>> Begin ENTRIES

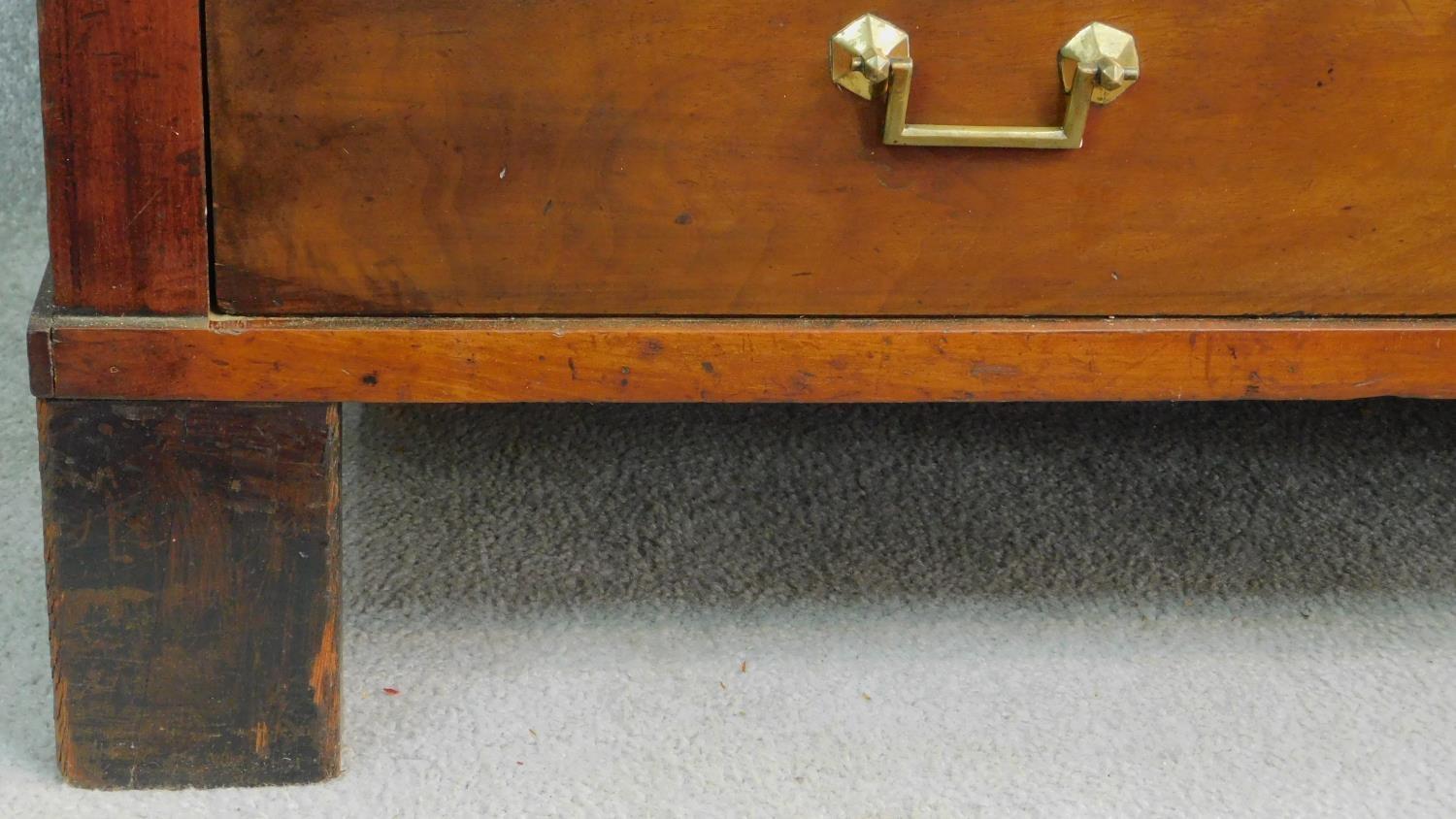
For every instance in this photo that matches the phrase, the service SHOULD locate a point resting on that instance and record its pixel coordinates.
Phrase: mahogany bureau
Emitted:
(261, 209)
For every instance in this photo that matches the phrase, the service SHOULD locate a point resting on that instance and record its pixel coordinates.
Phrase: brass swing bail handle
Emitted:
(871, 55)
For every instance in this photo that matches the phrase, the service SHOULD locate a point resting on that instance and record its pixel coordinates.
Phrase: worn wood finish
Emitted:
(121, 83)
(648, 157)
(597, 360)
(192, 556)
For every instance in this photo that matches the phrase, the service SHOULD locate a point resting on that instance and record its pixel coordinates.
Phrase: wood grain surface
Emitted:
(121, 83)
(753, 360)
(192, 557)
(648, 157)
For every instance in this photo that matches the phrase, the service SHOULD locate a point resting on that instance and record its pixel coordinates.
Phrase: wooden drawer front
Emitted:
(690, 157)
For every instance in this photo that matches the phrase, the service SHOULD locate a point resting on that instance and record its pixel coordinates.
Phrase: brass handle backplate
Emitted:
(871, 57)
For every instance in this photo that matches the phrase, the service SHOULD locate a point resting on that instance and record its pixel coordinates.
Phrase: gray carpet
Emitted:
(842, 611)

>> End ENTRIES

_EXERCISE OBJECTIVE:_
Render every line of the listing above as a JSON array of strings, with one string per line and blank lines omitted. Leave the picture out of the result.

_RESULT OF THIS TASK:_
[
  "For every instance in this photo that matches the phrase, the service SHOULD locate a point resting on that instance and record its pixel coordinates.",
  "Phrase: mahogany bureau",
  "Emitted:",
  "(261, 209)",
  "For every instance in this photo that matches the phrase, the service SHOULD locate a point resting on that instance and record its pixel coordinates.",
  "Phrase: brass swing bail handle",
  "Emitted:",
  "(871, 55)",
  "For every instance in this photo that matches the phrase, the service SHOULD locate a point resting on that instance and record its pixel coordinates.",
  "Phrase: worn wood finish",
  "Emitted:",
  "(121, 83)",
  "(648, 157)",
  "(597, 360)",
  "(192, 556)",
  "For every instance in this photo that matches the phrase, the service SHOULD locate a point resting on that instance and record its pixel coordinates.",
  "Phrase: wood grain surface",
  "Emitted:",
  "(121, 83)",
  "(753, 360)",
  "(192, 557)",
  "(648, 157)",
  "For every instance in this photo that matches the phrase, the service SHOULD locate a point resting on that instance and record its pixel coordinates.",
  "Phrase: wooden drawer front",
  "Emitted:",
  "(690, 157)",
  "For every instance in this photo that matches the phrase, the service SHOULD locate a point resting on that instance and record its pixel coordinates.",
  "Phrase: brass handle backplate",
  "Emitted:",
  "(871, 57)",
  "For every instance in this photo that matches the phrase, the service SHOULD locate a point resting on that instance and record its pixel coordinates.",
  "Phrase: gray carpet",
  "Emitted:",
  "(842, 611)"
]